Given problem
Repeat the material exactly, leaving nothing out.

========

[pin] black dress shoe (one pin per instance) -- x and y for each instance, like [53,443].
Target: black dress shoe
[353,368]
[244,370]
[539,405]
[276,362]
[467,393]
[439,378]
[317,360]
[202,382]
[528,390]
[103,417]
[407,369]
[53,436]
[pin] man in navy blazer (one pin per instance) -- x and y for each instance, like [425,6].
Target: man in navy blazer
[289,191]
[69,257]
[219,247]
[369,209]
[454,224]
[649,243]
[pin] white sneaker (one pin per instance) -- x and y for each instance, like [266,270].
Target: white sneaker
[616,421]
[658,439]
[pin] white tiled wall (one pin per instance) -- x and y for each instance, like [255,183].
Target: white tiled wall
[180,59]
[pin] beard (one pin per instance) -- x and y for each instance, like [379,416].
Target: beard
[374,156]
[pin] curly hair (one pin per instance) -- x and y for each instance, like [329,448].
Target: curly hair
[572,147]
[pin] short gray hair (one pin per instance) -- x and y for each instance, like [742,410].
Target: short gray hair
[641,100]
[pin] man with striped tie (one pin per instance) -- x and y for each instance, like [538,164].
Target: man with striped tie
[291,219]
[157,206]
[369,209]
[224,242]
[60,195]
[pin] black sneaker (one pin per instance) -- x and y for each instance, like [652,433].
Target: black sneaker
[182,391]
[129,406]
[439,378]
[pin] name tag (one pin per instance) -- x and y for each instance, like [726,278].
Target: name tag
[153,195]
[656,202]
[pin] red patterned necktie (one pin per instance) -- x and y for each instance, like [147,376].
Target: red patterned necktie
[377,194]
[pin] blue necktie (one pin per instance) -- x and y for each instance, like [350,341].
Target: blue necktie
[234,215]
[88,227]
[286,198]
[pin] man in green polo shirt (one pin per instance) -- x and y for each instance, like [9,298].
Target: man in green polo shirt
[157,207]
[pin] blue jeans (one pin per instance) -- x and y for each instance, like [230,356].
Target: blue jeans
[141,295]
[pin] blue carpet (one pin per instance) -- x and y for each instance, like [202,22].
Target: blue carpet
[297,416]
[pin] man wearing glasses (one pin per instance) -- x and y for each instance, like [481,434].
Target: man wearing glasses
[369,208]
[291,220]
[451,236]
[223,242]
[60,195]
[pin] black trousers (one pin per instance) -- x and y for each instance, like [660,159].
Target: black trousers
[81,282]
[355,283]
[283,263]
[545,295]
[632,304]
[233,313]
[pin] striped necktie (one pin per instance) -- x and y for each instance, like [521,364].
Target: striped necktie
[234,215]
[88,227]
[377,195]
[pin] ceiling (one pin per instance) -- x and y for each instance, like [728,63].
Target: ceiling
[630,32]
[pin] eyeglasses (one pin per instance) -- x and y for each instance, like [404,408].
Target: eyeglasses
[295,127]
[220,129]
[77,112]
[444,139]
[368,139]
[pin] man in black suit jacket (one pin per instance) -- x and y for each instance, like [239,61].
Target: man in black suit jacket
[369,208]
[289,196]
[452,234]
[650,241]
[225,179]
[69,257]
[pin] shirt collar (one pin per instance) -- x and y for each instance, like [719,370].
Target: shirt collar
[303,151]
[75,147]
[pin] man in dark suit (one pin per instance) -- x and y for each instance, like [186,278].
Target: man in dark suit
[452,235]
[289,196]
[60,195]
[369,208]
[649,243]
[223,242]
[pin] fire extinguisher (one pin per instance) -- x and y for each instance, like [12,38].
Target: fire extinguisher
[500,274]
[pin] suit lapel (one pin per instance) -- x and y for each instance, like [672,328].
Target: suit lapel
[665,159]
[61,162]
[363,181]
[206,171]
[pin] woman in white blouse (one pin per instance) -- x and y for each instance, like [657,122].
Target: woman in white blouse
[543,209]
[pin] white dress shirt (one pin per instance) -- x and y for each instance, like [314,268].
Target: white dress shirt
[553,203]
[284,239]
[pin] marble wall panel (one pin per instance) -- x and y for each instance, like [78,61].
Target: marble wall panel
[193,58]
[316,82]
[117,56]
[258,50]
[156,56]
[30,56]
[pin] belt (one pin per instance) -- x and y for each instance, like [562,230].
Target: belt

========

Exercise answer
[pin] black dress shoe (one pin per instance) -- x and y for each instance, like [53,443].
Target: black dress shoe
[353,368]
[244,370]
[539,405]
[276,362]
[467,393]
[439,378]
[317,360]
[202,382]
[528,390]
[103,417]
[407,369]
[53,436]
[pin] man in navy blazer (one pin per instance) -- x and y for each instance, like [425,6].
Target: man in navy blazer
[289,191]
[69,257]
[219,247]
[369,209]
[454,224]
[649,243]
[pin] white sneaker (one pin per instance) -- x and y for each instance, like [266,270].
Target: white sneaker
[616,421]
[658,439]
[pin] white tiled wall (one pin per instance) -- x and y for each instance, like [255,183].
Target: white tiled wall
[180,59]
[pin] beard (one pin per instance) -- x and y for each instance, like [379,416].
Target: beard
[374,156]
[pin] curly hair (one pin per instance) -- x and y for each instance, like [329,448].
Target: curly hair
[572,147]
[pin] short gray hair (one pin per instance) -- x and y for each instance, like [742,410].
Target: short gray hair
[641,100]
[pin] man with striped tie (one pin per instance) -- x and y for each instance, like [538,164].
Target: man with striped tie
[291,219]
[157,206]
[369,209]
[224,242]
[60,195]
[pin] black sneaker (one pin per instance) -- x and y for each instance, like [652,433].
Target: black sneaker
[182,391]
[129,406]
[439,378]
[pin] name tag (one pin per instance) -- x and y for each instance, like [726,278].
Target: name tag
[153,195]
[656,202]
[pin] red patterned necktie (one pin per instance) -- x and y for each instance, like [147,376].
Target: red patterned necktie
[377,194]
[pin] blue necktie (one pin per instance) -- x and y for each instance, like [350,341].
Target: blue necktie
[234,215]
[88,227]
[286,198]
[pin] man in green polo shirt (one pin per instance) -- x and y for each instance, like [9,298].
Target: man in green polo shirt
[157,207]
[pin] blue jeans (one pin per instance) -- x and y for each instance, like [230,356].
Target: blue jeans
[141,295]
[pin] blue carpet (one pin per instance) -- x and y for each instance, like [202,22].
Target: blue carpet
[297,416]
[pin] man wearing glasses (one pin per instance) -- x and y for each instance, like [481,434].
Target: man wearing glasses
[369,208]
[291,220]
[451,236]
[223,242]
[60,195]
[pin] black trousers (one pin per instance) -- x and y for each instance, like [660,159].
Target: black trousers
[81,282]
[355,283]
[283,263]
[545,295]
[632,304]
[233,313]
[pin] striped necktie (one pin per instance) -- x and y for each instance, like [521,364].
Target: striped necktie
[234,215]
[88,227]
[377,195]
[pin] ceiling (one pin per instance) -- x and y for each instance, like [728,63].
Target: ceiling
[630,32]
[pin] eyeglasses (one pin per instance) -- x and y for each instance, like [404,408].
Target: eyeglasses
[295,127]
[220,129]
[77,112]
[444,139]
[368,139]
[pin] man in black suit jacket (one pin per instance) -- x and y for each instance, like [239,61].
Target: man in black suit jacket
[369,208]
[289,196]
[452,234]
[650,241]
[225,179]
[69,257]
[pin] shirt collar (one pin per instance) -- x and y for each instance, like [719,370].
Target: shirt collar
[303,151]
[75,147]
[pin] man in dark suit (one pin per instance) -- x and y for each instance, like [186,278].
Target: man in dark suit
[452,235]
[289,196]
[60,195]
[369,208]
[649,243]
[223,242]
[pin] fire extinguisher (one pin per instance) -- x and y for each instance, like [12,38].
Target: fire extinguisher
[500,274]
[pin] suit lapel (one pin per instance) -- x and y for each instance, like [672,328].
Target: suit lapel
[665,159]
[61,162]
[363,181]
[206,171]
[pin] woman in white blouse (one pin per instance) -- x and y for each instance, like [657,122].
Target: woman in white blouse
[543,209]
[pin] white dress shirt (one pin per instance) -- x and y for each instance, like [314,268].
Target: white dress shirt
[553,203]
[284,239]
[pin] marble wall panel (one pin per instance) -- x and y for each instance, like [78,61].
Target: marble wall panel
[193,58]
[316,82]
[117,56]
[258,50]
[156,56]
[30,56]
[pin] belt (one pin per instance) -- x and y for each instance, like [562,230].
Target: belt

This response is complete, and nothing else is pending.